### DATA FOR THE TASK
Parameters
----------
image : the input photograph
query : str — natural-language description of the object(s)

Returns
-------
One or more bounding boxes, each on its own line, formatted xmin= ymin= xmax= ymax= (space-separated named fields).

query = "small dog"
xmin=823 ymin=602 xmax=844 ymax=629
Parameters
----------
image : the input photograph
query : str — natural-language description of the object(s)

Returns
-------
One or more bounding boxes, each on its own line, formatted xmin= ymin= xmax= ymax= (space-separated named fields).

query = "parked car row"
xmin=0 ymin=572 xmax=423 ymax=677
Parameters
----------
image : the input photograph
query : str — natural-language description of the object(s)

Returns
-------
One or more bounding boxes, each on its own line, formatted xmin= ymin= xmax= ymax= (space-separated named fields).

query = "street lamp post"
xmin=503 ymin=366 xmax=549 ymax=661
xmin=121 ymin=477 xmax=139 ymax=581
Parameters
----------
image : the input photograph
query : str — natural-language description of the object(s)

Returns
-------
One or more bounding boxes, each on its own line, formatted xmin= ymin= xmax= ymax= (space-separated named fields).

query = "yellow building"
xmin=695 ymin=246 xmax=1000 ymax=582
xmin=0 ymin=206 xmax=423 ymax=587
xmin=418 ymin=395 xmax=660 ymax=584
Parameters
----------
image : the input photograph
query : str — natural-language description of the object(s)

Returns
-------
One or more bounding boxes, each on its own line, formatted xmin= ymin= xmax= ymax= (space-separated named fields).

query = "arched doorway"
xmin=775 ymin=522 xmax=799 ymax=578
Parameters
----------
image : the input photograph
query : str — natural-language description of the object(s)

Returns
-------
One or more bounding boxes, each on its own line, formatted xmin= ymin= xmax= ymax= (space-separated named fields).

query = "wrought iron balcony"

### PROMPT
Rewrite every line of the records above as one numbered list, dropping the blank lines.

### EXERCISE OUTPUT
1. Parameters
2. ----------
3. image : the input photograph
4. query : str — natural-language description of the object(s)
5. Returns
6. -------
7. One or more bounding boxes, each on its own line, formatted xmin= ymin= xmax= ymax= (space-separated named fields).
8. query = "small dog"
9. xmin=823 ymin=602 xmax=844 ymax=629
10. Parameters
11. ----------
12. image : the input photograph
13. query : str — natural-language description of the object(s)
14. Returns
15. -------
16. One or more bounding boxes, each on its own line, formatted xmin= ymin= xmax= ymax= (space-separated named fields).
17. query = "parked car row"
18. xmin=0 ymin=572 xmax=423 ymax=677
19. Parameters
20. ----------
21. image : the input photograph
22. query : str — natural-language description of the object(s)
23. Returns
24. -------
25. One or more bounding boxes, each on its own line, formatted xmin= ymin= xmax= ymax= (space-separated named fields).
26. query = "street lamp post"
27. xmin=503 ymin=366 xmax=549 ymax=661
28. xmin=121 ymin=477 xmax=139 ymax=581
29. Parameters
30. ----------
31. image : the input photograph
32. query : str — natural-language description of the object(s)
33. Returns
34. -------
35. One or more bounding boxes, each on its own line, formatted xmin= ymin= xmax= ymax= (space-separated named fields).
36. query = "yellow building"
37. xmin=695 ymin=246 xmax=1000 ymax=582
38. xmin=0 ymin=206 xmax=423 ymax=587
39. xmin=418 ymin=395 xmax=660 ymax=584
40. Parameters
41. ----------
42. image : the input photograph
43. query : str — natural-language description of the object(s)
44. Returns
45. -------
46. One or more bounding boxes, each on its own line, formatted xmin= ymin= xmax= ymax= (space-separated named fields).
47. query = "arched doorway"
48. xmin=775 ymin=522 xmax=799 ymax=578
49. Parameters
50. ----------
51. image : the input photograph
52. query : str — natural-language description of the object(s)
53. Returns
54. -------
55. One or more bounding boxes, each on its own line, formatted xmin= ymin= xmax= ymax= (space-separated named fields).
56. query = "wrought iron balcony"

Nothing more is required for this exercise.